- **Written task**: Continue the humor column below about a mailed CD club offer, picking up after its final sentence.

- **Quoted text**:

=======

The Last Word: Cut ‘em off at the past

How do these people find me?

I went to my mailbox a couple days ago and thought I just stepped out of the “Wayback” machine with Sherman and his dog, Mr. Peabody.

“Sherman, my boy, the year is 1989,” our brainy canine tells his ‘60s cartoon friend. “It’s the era of big hair bands and CD clubs.”

“You mean like compact disc clubs, Mr. Peabody?”

“That’s exactly what I mean, Sherman. Why look, the monthly recommended selection for October is ‘Dr. Feelgood’ by Motley Crue.”

Talk about a flashback! BMG Music Service has invited me to have 12 CDs for the price of 1. Thanks, but that is so ‘80s, guys.

Did anybody out there realize these CD clubs were still around? I admit that I once subscribed to the BMG service about a hundred years ago. I’ve moved five times since I “retired” from the club, yet they still found me.

I think I know why they’re inviting me to enjoy the latest CD releases from Eminem and Bon Jovi. I don’t use an iPod, have never downloaded a track from Tune Genie and never illegally ripped off a free tune from Napster. Somehow, BMG has concluded that I am resisting new music download technology and will gladly pay $18 for a Dixie Chicks CD. They try to seduce my dinosaur mentality by offering me 12 CDs for the price of 1. “No further commitments, no pressure, no hassle.”

I guess before I sign up, I’d better take a quick ride to Best Buy and see if they even sell CD players anymore. While I’m there, I think I’ll check to see if I can get the latest Cowsills album on 8-track tape.

=======

- **Supplied material**:
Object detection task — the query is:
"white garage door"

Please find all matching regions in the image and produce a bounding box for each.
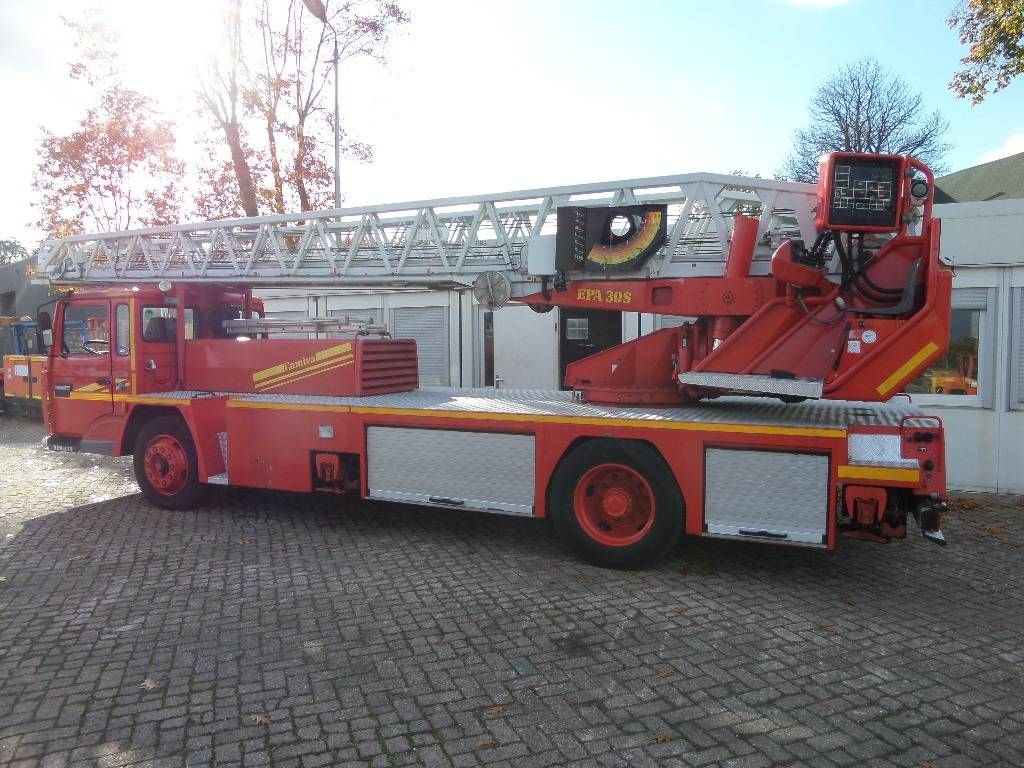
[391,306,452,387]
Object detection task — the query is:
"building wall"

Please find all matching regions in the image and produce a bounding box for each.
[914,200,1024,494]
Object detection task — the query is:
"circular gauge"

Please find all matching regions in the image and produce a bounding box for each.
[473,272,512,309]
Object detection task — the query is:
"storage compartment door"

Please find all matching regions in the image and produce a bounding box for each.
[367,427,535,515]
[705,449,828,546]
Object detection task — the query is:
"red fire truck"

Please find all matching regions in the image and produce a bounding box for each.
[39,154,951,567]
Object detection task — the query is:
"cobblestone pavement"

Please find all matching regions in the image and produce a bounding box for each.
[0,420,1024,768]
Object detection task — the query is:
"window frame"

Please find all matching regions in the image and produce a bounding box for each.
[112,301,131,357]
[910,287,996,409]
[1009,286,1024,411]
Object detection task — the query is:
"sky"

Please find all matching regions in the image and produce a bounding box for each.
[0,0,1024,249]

=======

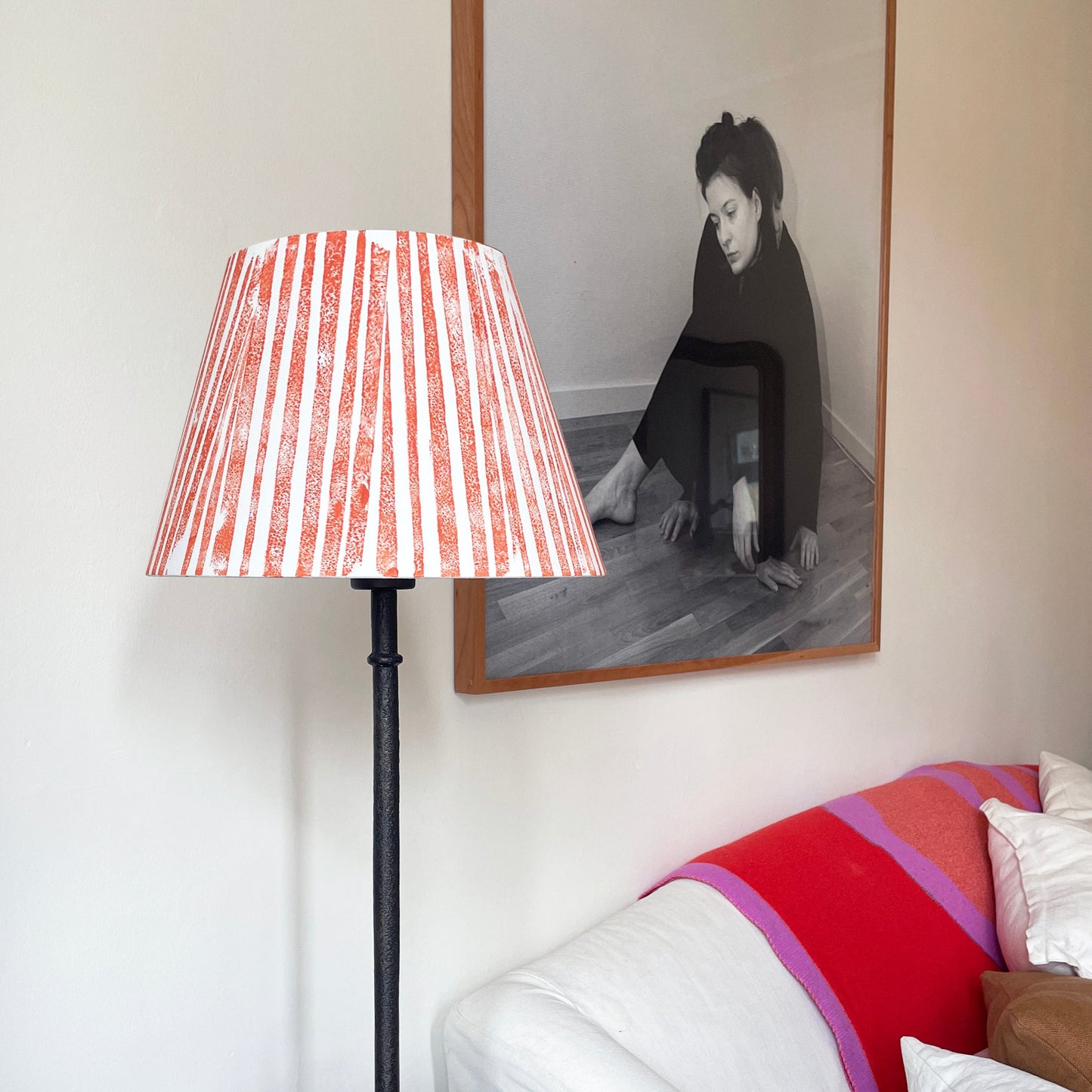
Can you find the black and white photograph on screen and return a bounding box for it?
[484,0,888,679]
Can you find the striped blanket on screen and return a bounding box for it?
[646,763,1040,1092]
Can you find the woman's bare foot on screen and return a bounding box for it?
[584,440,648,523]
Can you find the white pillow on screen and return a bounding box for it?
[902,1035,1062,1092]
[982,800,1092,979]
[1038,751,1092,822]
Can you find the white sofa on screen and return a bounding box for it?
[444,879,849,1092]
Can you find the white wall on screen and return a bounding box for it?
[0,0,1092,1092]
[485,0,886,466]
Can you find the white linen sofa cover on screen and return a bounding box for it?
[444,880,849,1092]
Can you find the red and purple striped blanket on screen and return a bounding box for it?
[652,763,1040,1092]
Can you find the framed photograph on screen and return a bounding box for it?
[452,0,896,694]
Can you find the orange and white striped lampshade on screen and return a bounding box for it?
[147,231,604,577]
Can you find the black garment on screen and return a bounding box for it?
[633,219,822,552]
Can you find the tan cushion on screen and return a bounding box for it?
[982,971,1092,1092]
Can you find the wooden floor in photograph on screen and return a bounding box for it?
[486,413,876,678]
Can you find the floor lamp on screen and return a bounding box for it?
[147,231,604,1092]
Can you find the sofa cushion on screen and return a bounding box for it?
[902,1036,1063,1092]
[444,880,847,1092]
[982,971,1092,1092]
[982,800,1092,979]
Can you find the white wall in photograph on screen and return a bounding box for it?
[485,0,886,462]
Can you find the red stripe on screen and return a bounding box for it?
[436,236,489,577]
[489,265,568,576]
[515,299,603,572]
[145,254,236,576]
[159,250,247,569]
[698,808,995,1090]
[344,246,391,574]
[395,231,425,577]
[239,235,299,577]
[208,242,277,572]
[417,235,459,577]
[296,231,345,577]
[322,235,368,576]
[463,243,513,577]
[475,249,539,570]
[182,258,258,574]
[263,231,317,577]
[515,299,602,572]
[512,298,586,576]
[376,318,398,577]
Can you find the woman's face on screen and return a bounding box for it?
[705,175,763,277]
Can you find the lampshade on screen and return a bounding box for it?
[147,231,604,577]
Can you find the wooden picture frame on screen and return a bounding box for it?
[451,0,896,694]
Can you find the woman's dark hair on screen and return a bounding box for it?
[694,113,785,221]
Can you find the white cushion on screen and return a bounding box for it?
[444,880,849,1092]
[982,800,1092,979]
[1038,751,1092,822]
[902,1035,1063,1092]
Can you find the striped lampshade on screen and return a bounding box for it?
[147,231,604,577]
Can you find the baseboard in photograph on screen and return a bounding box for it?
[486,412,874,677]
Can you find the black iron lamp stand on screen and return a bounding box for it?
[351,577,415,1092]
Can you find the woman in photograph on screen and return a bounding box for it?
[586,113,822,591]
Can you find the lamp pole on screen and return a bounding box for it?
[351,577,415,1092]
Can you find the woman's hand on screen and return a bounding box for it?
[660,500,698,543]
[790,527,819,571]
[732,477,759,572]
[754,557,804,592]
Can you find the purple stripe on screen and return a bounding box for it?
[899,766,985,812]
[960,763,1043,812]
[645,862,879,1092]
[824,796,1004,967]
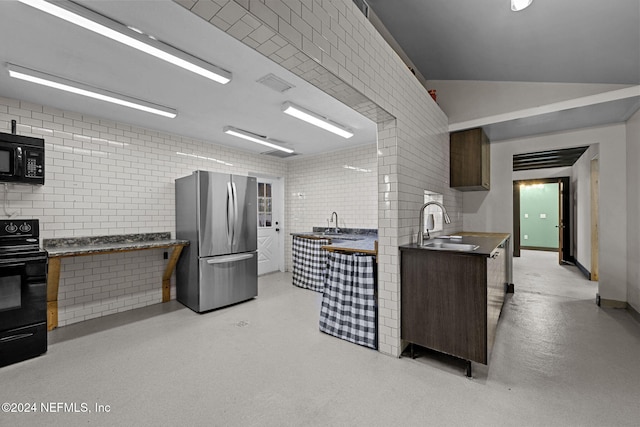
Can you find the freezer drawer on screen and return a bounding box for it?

=======

- **Final answer**:
Truth is, I’m not a technophobe. I enjoy computers and the Internet, but I must admit I’m feeling a bit self-conscious of late. While everyone walks briskly along Elm Street in Manchester carrying iPods strapped around their arms with Velcro, I’m cruising the strip with a yellow AM/FM Walkman radio, complete with big sponge headphones. I stick out like the kid in high school who wore plastic pocket protectors. Everyone else has those new ear bud headsets. You know, the ones that hasten deafness?

Embarrassment doesn’t end there. Every time I need to make a cell phone call in public, I find a dark corner and discreetly park myself next to the other person there, usually a nursing mother. While she feeds her baby, I make a call on a cell phone that is over four years old. It is not a fancy flip phone that takes pictures. It simply makes calls. No text messaging, no ESPN football score updates. My trusty Kyocera phone gets it done.

I don’t own “Halo 3,” and I don’t own a GPS for my car. As a result, I can feel people pointing and snickering. My technology is 2003. My music is 1989.

Shall we listen to “Girls, Girls, Girls” from your new Motley Crue CD, Mr. Peabody?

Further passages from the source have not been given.